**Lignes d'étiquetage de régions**
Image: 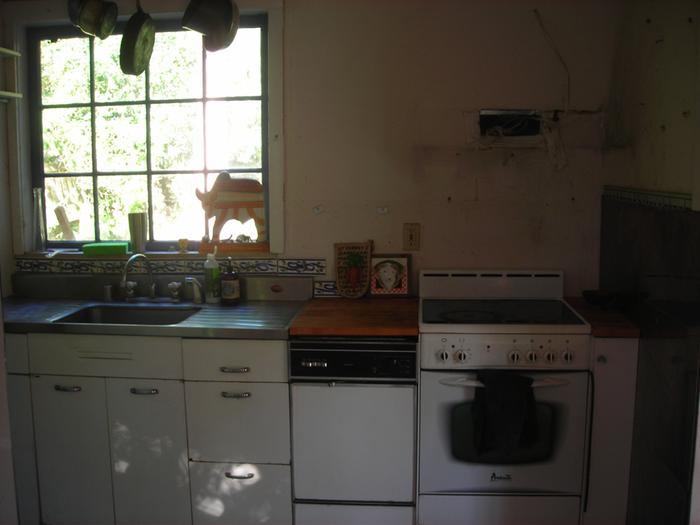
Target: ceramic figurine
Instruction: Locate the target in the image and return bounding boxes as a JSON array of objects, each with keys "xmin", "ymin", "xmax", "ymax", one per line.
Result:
[{"xmin": 195, "ymin": 171, "xmax": 267, "ymax": 243}]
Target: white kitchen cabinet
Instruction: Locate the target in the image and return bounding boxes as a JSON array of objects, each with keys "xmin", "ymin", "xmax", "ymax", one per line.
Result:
[
  {"xmin": 107, "ymin": 378, "xmax": 191, "ymax": 525},
  {"xmin": 183, "ymin": 339, "xmax": 292, "ymax": 525},
  {"xmin": 583, "ymin": 338, "xmax": 639, "ymax": 525},
  {"xmin": 182, "ymin": 339, "xmax": 287, "ymax": 383},
  {"xmin": 31, "ymin": 376, "xmax": 114, "ymax": 525},
  {"xmin": 190, "ymin": 462, "xmax": 292, "ymax": 525},
  {"xmin": 185, "ymin": 381, "xmax": 290, "ymax": 464},
  {"xmin": 28, "ymin": 334, "xmax": 192, "ymax": 525},
  {"xmin": 7, "ymin": 374, "xmax": 40, "ymax": 525},
  {"xmin": 5, "ymin": 334, "xmax": 40, "ymax": 525},
  {"xmin": 27, "ymin": 334, "xmax": 182, "ymax": 379}
]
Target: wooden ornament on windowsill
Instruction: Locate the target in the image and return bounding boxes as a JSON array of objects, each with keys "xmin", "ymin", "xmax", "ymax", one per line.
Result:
[
  {"xmin": 334, "ymin": 241, "xmax": 372, "ymax": 299},
  {"xmin": 199, "ymin": 239, "xmax": 270, "ymax": 255}
]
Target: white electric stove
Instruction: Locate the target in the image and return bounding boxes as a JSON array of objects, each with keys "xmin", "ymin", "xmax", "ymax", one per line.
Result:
[{"xmin": 418, "ymin": 270, "xmax": 591, "ymax": 525}]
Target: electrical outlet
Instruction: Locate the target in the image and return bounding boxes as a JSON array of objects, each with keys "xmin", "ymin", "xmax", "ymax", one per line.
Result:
[{"xmin": 403, "ymin": 222, "xmax": 420, "ymax": 252}]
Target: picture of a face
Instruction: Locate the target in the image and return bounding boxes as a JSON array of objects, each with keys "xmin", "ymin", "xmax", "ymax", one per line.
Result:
[{"xmin": 374, "ymin": 261, "xmax": 403, "ymax": 290}]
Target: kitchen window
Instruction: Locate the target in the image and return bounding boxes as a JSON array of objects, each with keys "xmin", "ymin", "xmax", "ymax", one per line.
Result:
[{"xmin": 28, "ymin": 15, "xmax": 269, "ymax": 250}]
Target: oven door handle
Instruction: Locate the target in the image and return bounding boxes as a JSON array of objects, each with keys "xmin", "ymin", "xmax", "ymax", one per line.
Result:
[{"xmin": 440, "ymin": 377, "xmax": 569, "ymax": 388}]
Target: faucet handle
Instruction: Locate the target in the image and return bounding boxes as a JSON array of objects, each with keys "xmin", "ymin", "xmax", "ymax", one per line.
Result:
[
  {"xmin": 185, "ymin": 275, "xmax": 202, "ymax": 304},
  {"xmin": 124, "ymin": 281, "xmax": 137, "ymax": 299},
  {"xmin": 168, "ymin": 281, "xmax": 182, "ymax": 303}
]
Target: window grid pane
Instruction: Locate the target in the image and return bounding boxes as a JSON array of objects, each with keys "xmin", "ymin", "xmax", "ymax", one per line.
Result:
[{"xmin": 37, "ymin": 18, "xmax": 266, "ymax": 243}]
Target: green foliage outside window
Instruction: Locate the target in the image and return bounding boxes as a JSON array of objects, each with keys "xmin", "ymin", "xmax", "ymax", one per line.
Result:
[{"xmin": 34, "ymin": 18, "xmax": 265, "ymax": 241}]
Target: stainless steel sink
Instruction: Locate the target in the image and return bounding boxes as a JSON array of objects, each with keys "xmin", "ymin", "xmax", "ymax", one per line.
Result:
[{"xmin": 53, "ymin": 304, "xmax": 201, "ymax": 325}]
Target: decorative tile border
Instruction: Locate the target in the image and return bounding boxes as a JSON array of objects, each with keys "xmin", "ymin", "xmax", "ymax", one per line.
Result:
[
  {"xmin": 603, "ymin": 186, "xmax": 692, "ymax": 210},
  {"xmin": 15, "ymin": 256, "xmax": 326, "ymax": 275},
  {"xmin": 314, "ymin": 281, "xmax": 340, "ymax": 297},
  {"xmin": 277, "ymin": 259, "xmax": 326, "ymax": 275}
]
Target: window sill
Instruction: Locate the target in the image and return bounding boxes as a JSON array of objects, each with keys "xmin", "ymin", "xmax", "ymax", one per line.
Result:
[{"xmin": 16, "ymin": 248, "xmax": 276, "ymax": 261}]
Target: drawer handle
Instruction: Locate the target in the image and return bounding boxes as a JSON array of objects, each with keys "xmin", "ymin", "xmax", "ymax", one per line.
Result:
[
  {"xmin": 53, "ymin": 385, "xmax": 83, "ymax": 392},
  {"xmin": 225, "ymin": 472, "xmax": 255, "ymax": 479},
  {"xmin": 221, "ymin": 392, "xmax": 252, "ymax": 399},
  {"xmin": 129, "ymin": 388, "xmax": 158, "ymax": 396},
  {"xmin": 219, "ymin": 366, "xmax": 250, "ymax": 374}
]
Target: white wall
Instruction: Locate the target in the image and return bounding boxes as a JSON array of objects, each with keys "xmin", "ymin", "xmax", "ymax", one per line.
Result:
[
  {"xmin": 284, "ymin": 0, "xmax": 620, "ymax": 293},
  {"xmin": 605, "ymin": 0, "xmax": 700, "ymax": 200}
]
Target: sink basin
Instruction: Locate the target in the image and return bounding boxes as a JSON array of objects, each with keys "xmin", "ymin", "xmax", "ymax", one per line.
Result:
[{"xmin": 53, "ymin": 304, "xmax": 201, "ymax": 325}]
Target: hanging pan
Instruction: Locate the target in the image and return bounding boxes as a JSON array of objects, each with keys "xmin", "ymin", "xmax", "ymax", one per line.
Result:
[
  {"xmin": 119, "ymin": 2, "xmax": 156, "ymax": 76},
  {"xmin": 68, "ymin": 0, "xmax": 118, "ymax": 40},
  {"xmin": 182, "ymin": 0, "xmax": 240, "ymax": 51}
]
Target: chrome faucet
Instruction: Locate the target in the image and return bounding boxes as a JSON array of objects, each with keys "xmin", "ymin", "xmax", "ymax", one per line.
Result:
[
  {"xmin": 185, "ymin": 275, "xmax": 204, "ymax": 304},
  {"xmin": 120, "ymin": 253, "xmax": 156, "ymax": 300}
]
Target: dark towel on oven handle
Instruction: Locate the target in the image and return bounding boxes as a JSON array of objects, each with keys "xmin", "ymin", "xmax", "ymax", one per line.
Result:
[{"xmin": 472, "ymin": 370, "xmax": 538, "ymax": 457}]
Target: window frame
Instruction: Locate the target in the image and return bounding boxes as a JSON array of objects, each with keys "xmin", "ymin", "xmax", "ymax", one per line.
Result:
[{"xmin": 26, "ymin": 13, "xmax": 273, "ymax": 253}]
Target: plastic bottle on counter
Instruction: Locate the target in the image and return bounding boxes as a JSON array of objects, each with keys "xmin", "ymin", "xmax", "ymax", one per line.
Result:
[
  {"xmin": 204, "ymin": 253, "xmax": 221, "ymax": 304},
  {"xmin": 221, "ymin": 257, "xmax": 241, "ymax": 306}
]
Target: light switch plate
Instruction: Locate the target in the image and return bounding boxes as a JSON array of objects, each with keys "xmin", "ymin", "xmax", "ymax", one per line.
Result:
[{"xmin": 403, "ymin": 222, "xmax": 420, "ymax": 252}]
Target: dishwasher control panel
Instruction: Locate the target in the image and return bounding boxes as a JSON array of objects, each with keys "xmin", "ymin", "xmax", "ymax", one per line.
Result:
[
  {"xmin": 289, "ymin": 338, "xmax": 417, "ymax": 382},
  {"xmin": 420, "ymin": 334, "xmax": 590, "ymax": 370}
]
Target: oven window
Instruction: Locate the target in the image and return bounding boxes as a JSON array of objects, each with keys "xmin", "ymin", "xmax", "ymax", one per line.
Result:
[{"xmin": 449, "ymin": 370, "xmax": 557, "ymax": 465}]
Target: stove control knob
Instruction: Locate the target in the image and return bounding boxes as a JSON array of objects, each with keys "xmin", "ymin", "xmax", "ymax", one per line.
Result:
[{"xmin": 456, "ymin": 350, "xmax": 469, "ymax": 363}]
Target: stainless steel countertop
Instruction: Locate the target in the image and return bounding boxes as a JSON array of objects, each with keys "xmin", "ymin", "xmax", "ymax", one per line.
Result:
[{"xmin": 3, "ymin": 297, "xmax": 306, "ymax": 339}]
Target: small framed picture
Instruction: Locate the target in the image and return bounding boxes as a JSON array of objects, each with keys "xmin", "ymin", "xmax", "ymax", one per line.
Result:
[{"xmin": 370, "ymin": 254, "xmax": 411, "ymax": 295}]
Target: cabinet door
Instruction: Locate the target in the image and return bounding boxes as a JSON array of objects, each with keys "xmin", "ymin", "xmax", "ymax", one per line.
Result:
[
  {"xmin": 7, "ymin": 374, "xmax": 39, "ymax": 525},
  {"xmin": 107, "ymin": 379, "xmax": 191, "ymax": 525},
  {"xmin": 185, "ymin": 381, "xmax": 290, "ymax": 463},
  {"xmin": 190, "ymin": 462, "xmax": 292, "ymax": 525},
  {"xmin": 31, "ymin": 376, "xmax": 114, "ymax": 525},
  {"xmin": 583, "ymin": 338, "xmax": 638, "ymax": 525}
]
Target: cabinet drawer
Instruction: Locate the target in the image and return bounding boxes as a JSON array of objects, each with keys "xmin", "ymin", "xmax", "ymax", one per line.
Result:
[
  {"xmin": 5, "ymin": 334, "xmax": 29, "ymax": 374},
  {"xmin": 28, "ymin": 334, "xmax": 182, "ymax": 379},
  {"xmin": 190, "ymin": 462, "xmax": 292, "ymax": 525},
  {"xmin": 185, "ymin": 382, "xmax": 290, "ymax": 464},
  {"xmin": 182, "ymin": 339, "xmax": 287, "ymax": 382}
]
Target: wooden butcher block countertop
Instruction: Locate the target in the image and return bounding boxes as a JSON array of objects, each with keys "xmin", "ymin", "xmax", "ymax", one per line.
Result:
[
  {"xmin": 566, "ymin": 297, "xmax": 639, "ymax": 339},
  {"xmin": 289, "ymin": 297, "xmax": 418, "ymax": 337}
]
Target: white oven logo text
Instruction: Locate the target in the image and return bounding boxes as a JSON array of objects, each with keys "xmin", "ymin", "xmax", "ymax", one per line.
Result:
[{"xmin": 491, "ymin": 472, "xmax": 513, "ymax": 481}]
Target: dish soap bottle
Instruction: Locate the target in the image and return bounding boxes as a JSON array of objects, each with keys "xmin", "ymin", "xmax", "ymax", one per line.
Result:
[
  {"xmin": 221, "ymin": 257, "xmax": 241, "ymax": 306},
  {"xmin": 204, "ymin": 253, "xmax": 221, "ymax": 304}
]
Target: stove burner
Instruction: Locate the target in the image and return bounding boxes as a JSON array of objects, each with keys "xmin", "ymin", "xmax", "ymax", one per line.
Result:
[{"xmin": 438, "ymin": 310, "xmax": 502, "ymax": 324}]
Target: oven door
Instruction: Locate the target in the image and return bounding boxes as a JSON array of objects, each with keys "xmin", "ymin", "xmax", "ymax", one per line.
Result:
[{"xmin": 419, "ymin": 371, "xmax": 589, "ymax": 495}]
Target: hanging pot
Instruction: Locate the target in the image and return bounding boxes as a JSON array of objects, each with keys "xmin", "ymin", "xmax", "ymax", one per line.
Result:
[
  {"xmin": 119, "ymin": 5, "xmax": 156, "ymax": 76},
  {"xmin": 204, "ymin": 1, "xmax": 241, "ymax": 51},
  {"xmin": 182, "ymin": 0, "xmax": 240, "ymax": 51}
]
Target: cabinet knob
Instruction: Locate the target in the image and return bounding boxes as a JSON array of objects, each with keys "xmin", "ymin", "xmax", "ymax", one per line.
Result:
[
  {"xmin": 53, "ymin": 385, "xmax": 83, "ymax": 392},
  {"xmin": 224, "ymin": 472, "xmax": 255, "ymax": 479},
  {"xmin": 219, "ymin": 366, "xmax": 250, "ymax": 374},
  {"xmin": 221, "ymin": 392, "xmax": 252, "ymax": 399},
  {"xmin": 129, "ymin": 388, "xmax": 158, "ymax": 396}
]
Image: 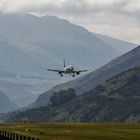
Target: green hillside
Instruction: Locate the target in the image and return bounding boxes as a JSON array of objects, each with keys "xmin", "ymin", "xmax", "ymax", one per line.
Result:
[
  {"xmin": 7, "ymin": 67, "xmax": 140, "ymax": 122},
  {"xmin": 0, "ymin": 123, "xmax": 140, "ymax": 140}
]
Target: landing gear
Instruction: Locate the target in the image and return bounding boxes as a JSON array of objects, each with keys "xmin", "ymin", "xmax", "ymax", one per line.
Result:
[{"xmin": 72, "ymin": 74, "xmax": 75, "ymax": 77}]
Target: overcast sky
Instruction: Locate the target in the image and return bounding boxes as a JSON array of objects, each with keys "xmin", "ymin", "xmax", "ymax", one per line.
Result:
[{"xmin": 0, "ymin": 0, "xmax": 140, "ymax": 44}]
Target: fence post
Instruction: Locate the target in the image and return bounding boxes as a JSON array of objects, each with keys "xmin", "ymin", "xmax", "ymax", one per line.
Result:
[
  {"xmin": 23, "ymin": 136, "xmax": 26, "ymax": 140},
  {"xmin": 16, "ymin": 134, "xmax": 19, "ymax": 140}
]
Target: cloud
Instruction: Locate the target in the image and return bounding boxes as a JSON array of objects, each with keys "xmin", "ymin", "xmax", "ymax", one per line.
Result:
[{"xmin": 0, "ymin": 0, "xmax": 140, "ymax": 43}]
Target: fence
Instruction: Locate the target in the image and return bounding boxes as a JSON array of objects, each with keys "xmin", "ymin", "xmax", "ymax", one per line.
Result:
[{"xmin": 0, "ymin": 130, "xmax": 39, "ymax": 140}]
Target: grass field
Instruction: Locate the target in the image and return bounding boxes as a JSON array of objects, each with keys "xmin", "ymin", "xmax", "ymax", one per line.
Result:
[{"xmin": 0, "ymin": 123, "xmax": 140, "ymax": 140}]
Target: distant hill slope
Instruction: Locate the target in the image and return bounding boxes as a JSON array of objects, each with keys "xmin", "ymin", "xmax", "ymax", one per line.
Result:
[
  {"xmin": 33, "ymin": 46, "xmax": 140, "ymax": 107},
  {"xmin": 0, "ymin": 91, "xmax": 18, "ymax": 113},
  {"xmin": 8, "ymin": 67, "xmax": 140, "ymax": 122},
  {"xmin": 93, "ymin": 33, "xmax": 134, "ymax": 53},
  {"xmin": 0, "ymin": 14, "xmax": 136, "ymax": 106}
]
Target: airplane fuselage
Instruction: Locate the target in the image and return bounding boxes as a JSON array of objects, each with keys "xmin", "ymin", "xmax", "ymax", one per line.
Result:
[{"xmin": 64, "ymin": 65, "xmax": 74, "ymax": 74}]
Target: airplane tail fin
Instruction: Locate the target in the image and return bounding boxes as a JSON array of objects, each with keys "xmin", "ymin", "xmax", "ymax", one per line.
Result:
[{"xmin": 63, "ymin": 60, "xmax": 66, "ymax": 68}]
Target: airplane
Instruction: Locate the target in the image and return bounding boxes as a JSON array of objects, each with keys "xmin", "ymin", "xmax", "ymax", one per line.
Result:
[{"xmin": 46, "ymin": 60, "xmax": 88, "ymax": 77}]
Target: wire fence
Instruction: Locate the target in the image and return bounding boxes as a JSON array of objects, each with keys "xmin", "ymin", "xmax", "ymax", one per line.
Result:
[{"xmin": 0, "ymin": 130, "xmax": 39, "ymax": 140}]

**À FAIRE**
Reproduisez telles quelles les lignes allant de celle qui contient "Target: airplane tail fin" jusqu'à la dernière ligne, les deux extrémités comprises.

**RÉSULTAT**
Target: airplane tail fin
Instruction: Locate the target in the image and return bounding boxes as a JSON array of objects, each with keys "xmin", "ymin", "xmax", "ymax", one per line.
Result:
[{"xmin": 63, "ymin": 60, "xmax": 66, "ymax": 68}]
Target: airplane
Instruction: Locate the target in the image and return bounding boxes as a JSON array of objects, each with keys "xmin", "ymin", "xmax", "ymax", one per line.
Result:
[{"xmin": 46, "ymin": 60, "xmax": 88, "ymax": 77}]
Target: wire fence
Instruction: Locate the target in the image and return bounding boxes as a JSON array of objects, each with keys "xmin", "ymin", "xmax", "ymax", one per line.
Result:
[{"xmin": 0, "ymin": 130, "xmax": 39, "ymax": 140}]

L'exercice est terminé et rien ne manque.